# Requirement:
Rewrite all of the rows below as a JSON list of strings, with one string for each line and any blank lines omitted.

# Excerpted data:
■ ■ ■ ■

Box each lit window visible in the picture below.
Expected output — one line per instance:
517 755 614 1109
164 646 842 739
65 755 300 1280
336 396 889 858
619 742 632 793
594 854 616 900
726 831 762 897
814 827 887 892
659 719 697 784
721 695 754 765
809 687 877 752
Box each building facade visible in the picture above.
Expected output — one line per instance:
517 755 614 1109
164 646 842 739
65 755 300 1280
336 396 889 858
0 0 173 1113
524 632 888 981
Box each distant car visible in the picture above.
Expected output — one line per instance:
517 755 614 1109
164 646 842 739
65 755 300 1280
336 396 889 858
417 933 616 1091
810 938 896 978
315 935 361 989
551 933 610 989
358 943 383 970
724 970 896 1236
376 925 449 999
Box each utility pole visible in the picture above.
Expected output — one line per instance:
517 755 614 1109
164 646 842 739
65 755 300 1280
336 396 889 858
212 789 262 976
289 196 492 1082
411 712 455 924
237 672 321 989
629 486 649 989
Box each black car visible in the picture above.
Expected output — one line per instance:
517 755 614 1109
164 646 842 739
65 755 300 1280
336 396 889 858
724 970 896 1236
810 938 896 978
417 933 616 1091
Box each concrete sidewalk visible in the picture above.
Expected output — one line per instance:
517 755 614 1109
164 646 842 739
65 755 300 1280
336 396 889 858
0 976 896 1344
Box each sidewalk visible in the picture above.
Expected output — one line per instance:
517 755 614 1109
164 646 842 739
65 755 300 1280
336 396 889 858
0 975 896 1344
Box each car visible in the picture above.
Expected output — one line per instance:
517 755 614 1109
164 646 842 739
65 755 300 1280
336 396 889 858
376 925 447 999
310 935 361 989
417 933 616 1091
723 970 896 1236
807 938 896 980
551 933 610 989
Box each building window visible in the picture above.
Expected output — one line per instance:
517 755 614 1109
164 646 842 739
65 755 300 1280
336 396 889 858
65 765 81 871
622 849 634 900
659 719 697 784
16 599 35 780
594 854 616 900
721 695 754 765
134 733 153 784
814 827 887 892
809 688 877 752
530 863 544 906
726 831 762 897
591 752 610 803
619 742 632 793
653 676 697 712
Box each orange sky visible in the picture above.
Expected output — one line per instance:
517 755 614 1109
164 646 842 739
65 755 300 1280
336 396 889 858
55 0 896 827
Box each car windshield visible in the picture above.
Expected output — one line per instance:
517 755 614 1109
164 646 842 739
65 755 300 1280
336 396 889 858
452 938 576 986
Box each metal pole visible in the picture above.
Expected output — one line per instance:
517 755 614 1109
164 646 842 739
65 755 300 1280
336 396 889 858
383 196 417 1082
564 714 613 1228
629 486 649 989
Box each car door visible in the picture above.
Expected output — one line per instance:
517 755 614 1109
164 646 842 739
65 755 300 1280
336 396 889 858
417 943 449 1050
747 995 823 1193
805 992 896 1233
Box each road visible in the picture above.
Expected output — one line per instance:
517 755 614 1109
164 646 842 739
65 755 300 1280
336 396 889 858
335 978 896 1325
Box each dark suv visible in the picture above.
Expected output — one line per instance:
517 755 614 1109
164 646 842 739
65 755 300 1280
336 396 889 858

■ ■ ■ ■

# Finished answer:
[
  "Box each lit window visible in the picture below.",
  "Expected output — one line per instance:",
  "517 755 614 1109",
  "164 646 842 739",
  "65 755 300 1280",
  "336 396 889 858",
  "619 742 632 793",
  "594 854 616 900",
  "726 831 762 897",
  "814 827 887 892",
  "659 719 697 784",
  "721 695 754 765",
  "809 687 877 752",
  "Box each building facade visible in the picture above.",
  "Expected output — one line per instance:",
  "517 755 614 1109",
  "164 646 842 739",
  "65 755 300 1280",
  "336 396 889 858",
  "0 0 173 1113",
  "524 632 888 981",
  "Box each distant car visible in the picture above.",
  "Expected output — one line per instance:",
  "517 755 614 1109",
  "164 646 842 739",
  "65 755 300 1280",
  "336 396 889 858",
  "417 933 616 1091",
  "810 938 896 978",
  "315 935 361 989",
  "551 933 610 989",
  "358 943 383 970",
  "724 970 896 1236",
  "376 925 449 999",
  "Box each utility pole visible in the picture above.",
  "Expected output — one line per instance:",
  "517 755 614 1109",
  "164 646 842 739",
  "65 755 300 1280",
  "336 396 889 858",
  "212 789 262 976",
  "289 196 492 1082",
  "411 712 455 924",
  "237 672 321 989",
  "629 486 649 989",
  "Box each black car visible in the picture above.",
  "Expected output — one line per instance:",
  "517 755 614 1109",
  "164 646 842 739",
  "65 755 300 1280",
  "336 396 889 858",
  "724 970 896 1236",
  "810 938 896 978",
  "417 933 616 1091",
  "Box each concrete sidewalk visible in the picture above.",
  "Expected output — one line per instance:",
  "517 755 614 1109",
  "164 646 842 739",
  "65 755 300 1280",
  "336 396 889 858",
  "0 976 896 1344",
  "Box each sidewalk visible in the picture above.",
  "Expected output — one line per instance:",
  "517 755 614 1109",
  "164 646 842 739",
  "65 755 300 1280",
  "336 396 889 858",
  "0 975 896 1344",
  "Box each car visible in the picture above.",
  "Expected output — one line per instance:",
  "517 755 614 1109",
  "164 646 842 739",
  "65 755 300 1280",
  "336 396 889 858",
  "376 925 447 999",
  "310 935 361 989",
  "417 933 616 1091",
  "723 970 896 1236",
  "807 938 896 980",
  "551 933 610 989",
  "Box each building window visible in the picture above.",
  "Expected output — one line per instance:",
  "517 755 614 1109",
  "164 646 842 739",
  "65 755 300 1280",
  "336 396 889 858",
  "65 765 81 871",
  "622 849 634 900",
  "659 719 697 784",
  "16 599 35 780",
  "594 854 616 900",
  "721 695 754 765",
  "134 733 153 784",
  "814 827 887 892",
  "809 688 877 752",
  "530 863 544 906",
  "726 831 762 897",
  "591 752 610 803",
  "619 742 632 793",
  "653 676 697 712",
  "Box each orange sky visible in the picture above.",
  "Expected output — one line per instance:",
  "517 755 614 1109",
  "164 646 842 739",
  "65 755 300 1280",
  "336 396 889 858",
  "55 0 896 827",
  "Box each car windshield visible in the picture above.",
  "Expected output — one line per instance:",
  "517 755 614 1109",
  "164 646 842 739",
  "65 755 300 1280",
  "336 396 889 858",
  "452 938 576 986",
  "Box each metal pole visible in the picture above.",
  "Expected output — one line per instance:",
  "517 755 614 1109",
  "164 646 842 739",
  "65 755 300 1280",
  "336 396 889 858",
  "383 196 417 1082",
  "564 714 613 1228",
  "629 486 649 989",
  "Box each car door visible in the picture above.",
  "Expected output — one line per instance:",
  "517 755 614 1109",
  "164 646 842 739",
  "65 755 300 1280",
  "336 396 889 858",
  "417 943 449 1050",
  "747 995 823 1193",
  "805 992 896 1233",
  "Box each road visible in the picture above.",
  "Expected output — one line per instance:",
  "517 755 614 1109",
  "164 646 842 739",
  "65 755 300 1280",
  "336 396 889 858",
  "335 978 896 1325",
  "Box each dark suv visible in the picture above.",
  "Expected output — one line per instance:",
  "517 755 614 1109",
  "164 646 842 739",
  "65 755 300 1280",
  "336 396 889 858"
]